#### DESCRIPTION OF THE TASK:
Rewrite every line of the records below as a numbered list, leaving out any blank lines.
######
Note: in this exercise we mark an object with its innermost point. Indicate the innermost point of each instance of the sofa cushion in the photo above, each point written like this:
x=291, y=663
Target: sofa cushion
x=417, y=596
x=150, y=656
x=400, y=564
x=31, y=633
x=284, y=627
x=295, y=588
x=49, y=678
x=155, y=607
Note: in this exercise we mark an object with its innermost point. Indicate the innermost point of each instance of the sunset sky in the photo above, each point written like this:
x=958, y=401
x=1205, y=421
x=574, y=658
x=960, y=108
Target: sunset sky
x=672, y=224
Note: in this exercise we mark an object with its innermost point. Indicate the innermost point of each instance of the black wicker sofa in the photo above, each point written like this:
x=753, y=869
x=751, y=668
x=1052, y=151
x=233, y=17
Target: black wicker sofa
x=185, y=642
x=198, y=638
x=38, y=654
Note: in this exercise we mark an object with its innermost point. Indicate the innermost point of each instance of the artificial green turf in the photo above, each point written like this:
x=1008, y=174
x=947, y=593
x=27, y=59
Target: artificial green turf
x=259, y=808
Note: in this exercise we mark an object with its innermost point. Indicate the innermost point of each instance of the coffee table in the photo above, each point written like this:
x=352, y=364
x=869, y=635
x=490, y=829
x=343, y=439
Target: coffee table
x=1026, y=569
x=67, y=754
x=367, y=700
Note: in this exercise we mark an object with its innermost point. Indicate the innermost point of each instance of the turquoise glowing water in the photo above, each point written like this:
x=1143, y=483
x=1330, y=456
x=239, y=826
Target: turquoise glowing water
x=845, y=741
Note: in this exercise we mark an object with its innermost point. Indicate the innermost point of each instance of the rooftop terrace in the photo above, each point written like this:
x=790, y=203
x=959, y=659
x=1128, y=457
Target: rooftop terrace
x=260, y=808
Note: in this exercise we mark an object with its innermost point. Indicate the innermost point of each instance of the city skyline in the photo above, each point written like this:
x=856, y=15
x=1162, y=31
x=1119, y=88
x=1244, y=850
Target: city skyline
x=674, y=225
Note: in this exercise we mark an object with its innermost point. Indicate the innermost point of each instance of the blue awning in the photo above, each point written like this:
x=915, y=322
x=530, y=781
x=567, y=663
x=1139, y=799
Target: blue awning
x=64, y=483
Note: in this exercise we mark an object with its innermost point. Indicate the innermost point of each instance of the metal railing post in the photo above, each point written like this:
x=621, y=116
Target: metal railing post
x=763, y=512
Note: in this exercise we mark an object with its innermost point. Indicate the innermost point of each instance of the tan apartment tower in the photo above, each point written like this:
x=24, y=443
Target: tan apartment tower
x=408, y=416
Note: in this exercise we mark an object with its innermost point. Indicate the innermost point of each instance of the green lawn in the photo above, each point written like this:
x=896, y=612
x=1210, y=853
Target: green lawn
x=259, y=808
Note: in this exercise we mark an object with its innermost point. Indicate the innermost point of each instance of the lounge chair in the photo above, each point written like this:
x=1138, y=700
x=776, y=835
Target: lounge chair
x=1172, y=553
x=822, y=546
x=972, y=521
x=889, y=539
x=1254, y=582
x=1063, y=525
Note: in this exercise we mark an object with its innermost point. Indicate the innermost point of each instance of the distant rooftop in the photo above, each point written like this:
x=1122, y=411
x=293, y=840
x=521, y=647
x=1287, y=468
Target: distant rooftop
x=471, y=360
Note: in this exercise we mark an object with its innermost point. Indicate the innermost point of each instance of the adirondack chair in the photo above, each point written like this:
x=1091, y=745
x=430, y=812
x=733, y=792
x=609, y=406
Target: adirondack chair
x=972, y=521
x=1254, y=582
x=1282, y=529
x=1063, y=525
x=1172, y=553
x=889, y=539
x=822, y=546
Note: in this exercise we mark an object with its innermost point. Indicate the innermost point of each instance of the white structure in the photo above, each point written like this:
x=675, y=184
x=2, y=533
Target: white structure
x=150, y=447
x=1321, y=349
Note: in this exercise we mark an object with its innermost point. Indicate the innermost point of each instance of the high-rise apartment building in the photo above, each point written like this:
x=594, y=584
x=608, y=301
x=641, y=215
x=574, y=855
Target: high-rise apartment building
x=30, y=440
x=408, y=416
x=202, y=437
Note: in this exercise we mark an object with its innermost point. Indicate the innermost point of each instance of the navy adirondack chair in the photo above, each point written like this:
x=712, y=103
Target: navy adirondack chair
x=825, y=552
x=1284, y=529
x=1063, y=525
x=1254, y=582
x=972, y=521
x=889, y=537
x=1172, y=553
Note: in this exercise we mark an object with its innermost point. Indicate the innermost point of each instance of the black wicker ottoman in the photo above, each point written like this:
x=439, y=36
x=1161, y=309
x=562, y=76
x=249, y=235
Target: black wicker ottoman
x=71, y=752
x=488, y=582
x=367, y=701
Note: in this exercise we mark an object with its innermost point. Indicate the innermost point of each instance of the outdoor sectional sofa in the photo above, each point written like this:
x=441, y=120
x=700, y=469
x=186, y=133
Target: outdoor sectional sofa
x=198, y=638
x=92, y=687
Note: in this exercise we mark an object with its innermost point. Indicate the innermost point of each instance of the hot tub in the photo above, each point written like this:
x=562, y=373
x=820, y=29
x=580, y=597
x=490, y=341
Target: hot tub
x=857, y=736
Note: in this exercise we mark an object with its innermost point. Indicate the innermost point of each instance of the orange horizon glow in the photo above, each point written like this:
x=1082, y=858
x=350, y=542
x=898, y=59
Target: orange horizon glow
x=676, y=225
######
#### RESPONSE TO THIS TASK:
1. Note: in this exercise we mark an object with its innermost point. Indicate the innermost point of each instance of the sofa cushion in the photo above, each point written like this:
2. x=291, y=663
3. Target: sofa cushion
4. x=417, y=596
5. x=150, y=656
6. x=400, y=564
7. x=31, y=633
8. x=284, y=627
9. x=295, y=588
10. x=49, y=678
11. x=155, y=607
12. Note: in this exercise we mark an object with its innermost point. Indicate the innermost point of each instance of the sunset sky in the photo above, each point written like this:
13. x=958, y=401
14. x=1205, y=421
15. x=574, y=658
16. x=960, y=108
17. Target: sunset sky
18. x=672, y=224
19. Note: in this exercise we mark an object with its innermost point. Indicate the innermost point of each instance of the black wicker sofa in the photo above, each point written like this:
20. x=753, y=869
21. x=751, y=668
22. x=1052, y=151
23. x=233, y=17
24. Target: black wicker sofa
25. x=185, y=642
26. x=198, y=638
27. x=38, y=654
28. Note: in this exercise we mark an object with its innermost point. Indicate the innermost point of each instance of the artificial green turf in the photo above, each point written like this:
29. x=1008, y=174
30. x=947, y=593
31. x=27, y=59
32. Target: artificial green turf
33. x=259, y=808
34. Note: in this exercise we mark an object with its innermost point. Indicate the innermost point of each instance of the coffee table in the photo above, each point written like this:
35. x=352, y=364
36. x=869, y=635
37. x=490, y=829
38. x=343, y=439
39. Target: coffee table
40. x=1026, y=569
41. x=67, y=754
42. x=367, y=700
43. Note: in this exercise we mark an object with its innermost point. Indicate the innermost point of each instance of the turquoise glowing water in the photo above, each point written like this:
44. x=1143, y=483
45. x=1330, y=456
46. x=239, y=826
47. Target: turquoise glowing water
48. x=845, y=741
49. Note: in this exercise we mark an object with its innermost point. Indicate the innermost point of each instance of the rooftop terrace in the photo above, each point written like this:
50. x=790, y=203
51. x=959, y=659
52. x=1128, y=457
53. Target: rooftop terrace
54. x=260, y=808
55. Note: in this exercise we mark an object with its innermost point. Indicate the innermost point of each instance of the city skyline in the photo above, each point written like this:
56. x=856, y=15
57. x=1162, y=31
58. x=1119, y=88
59. x=1244, y=850
60. Target: city skyline
61. x=674, y=225
62. Note: in this exercise we mark an object with its innermost point. Indicate the innermost point of each instance of the blue awning in the photo above, each point written like this:
63. x=915, y=322
64. x=530, y=781
65. x=567, y=663
66. x=1139, y=799
67. Target: blue awning
68. x=64, y=483
69. Note: in this exercise we mark an object with its innermost point. Indicate the innermost point of each instance of the metal railing post in the photo above, each point written like this:
70. x=621, y=116
71. Target: metal railing post
72. x=763, y=512
73. Note: in this exercise we mark an object with its innermost point. Indicate the innermost point of each instance of the tan apartment tower in the photo above, each point written like this:
74. x=24, y=443
75. Target: tan apartment tower
76. x=408, y=416
77. Note: in this exercise we mark an object with its innermost point. Indicate the innermost point of each instance of the green lawn in the photo above, each point written like this:
78. x=896, y=612
79. x=1210, y=853
80. Target: green lawn
81. x=259, y=808
82. Note: in this exercise we mark an object with its innermost point. Indicate the innermost point of each instance of the lounge chair in the photo above, each point written like this:
83. x=1138, y=700
84. x=776, y=835
85. Target: lounge chair
86. x=1172, y=553
87. x=822, y=546
88. x=972, y=521
89. x=889, y=539
90. x=1254, y=582
91. x=1063, y=525
92. Note: in this exercise we mark an object with its innermost point. Indicate the innermost point of each instance of the distant rooftop in the photo above, each point written like this:
93. x=1122, y=411
94. x=293, y=840
95. x=521, y=647
96. x=1287, y=468
97. Target: distant rooftop
98. x=471, y=360
99. Note: in this exercise we mark an object with its innermost point. Indicate the innermost point of each instance of the adirondack chair in the photo above, each point written like this:
100. x=1091, y=745
101. x=430, y=812
102. x=733, y=792
103. x=609, y=406
104. Target: adirondack chair
105. x=972, y=521
106. x=1254, y=582
107. x=1282, y=529
108. x=1063, y=525
109. x=1172, y=553
110. x=889, y=539
111. x=822, y=546
112. Note: in this exercise we mark an object with its innermost point. Indicate the innermost point of each instance of the white structure in the photo above, each point written like this:
113. x=675, y=184
114. x=2, y=533
115. Target: white structure
116. x=150, y=447
117. x=1321, y=349
118. Note: in this exercise we mark an object with its innermost point. Indicate the innermost point of each instance of the high-rise apartment building in the photo above, each point written like this:
119. x=594, y=584
120. x=608, y=301
121. x=641, y=215
122. x=574, y=855
123. Target: high-rise apartment building
124. x=30, y=440
125. x=408, y=416
126. x=202, y=437
127. Note: in this exercise we mark an object with its innermost point. Indicate the innermost point of each instance of the navy adirondack chair in the photo above, each point written like this:
128. x=712, y=103
129. Target: navy adirondack chair
130. x=825, y=552
131. x=1284, y=529
132. x=1063, y=525
133. x=1254, y=582
134. x=972, y=521
135. x=889, y=537
136. x=1172, y=553
137. Note: in this exercise we mark an object with its innermost point. Indicate the innermost point of each instance of the black wicker ottoman in the photo above, each point written like this:
138. x=439, y=36
139. x=1161, y=309
140. x=562, y=76
141. x=249, y=235
142. Target: black wicker ottoman
143. x=71, y=752
144. x=488, y=582
145. x=367, y=701
146. Note: in this exercise we mark an object with its innermost point. Indicate the innermost point of each instance of the outdoor sectional sofa in the photo above, each point written like this:
147. x=441, y=120
148. x=700, y=469
149. x=186, y=133
150. Target: outdoor sectional sofa
151. x=198, y=638
152. x=92, y=687
153. Note: in this exercise we mark an object with its innermost point. Indicate the innermost point of each instance of the hot tub in the photo above, each point written like this:
154. x=562, y=373
155. x=820, y=29
156. x=580, y=597
157. x=490, y=341
158. Target: hot tub
159. x=857, y=736
160. Note: in this exercise we mark an object with its innermost point. Indicate the innermost point of each instance of the orange horizon glow in the photo above, each point written like this:
161. x=1082, y=858
162. x=350, y=542
163. x=898, y=59
164. Target: orange horizon glow
165. x=676, y=225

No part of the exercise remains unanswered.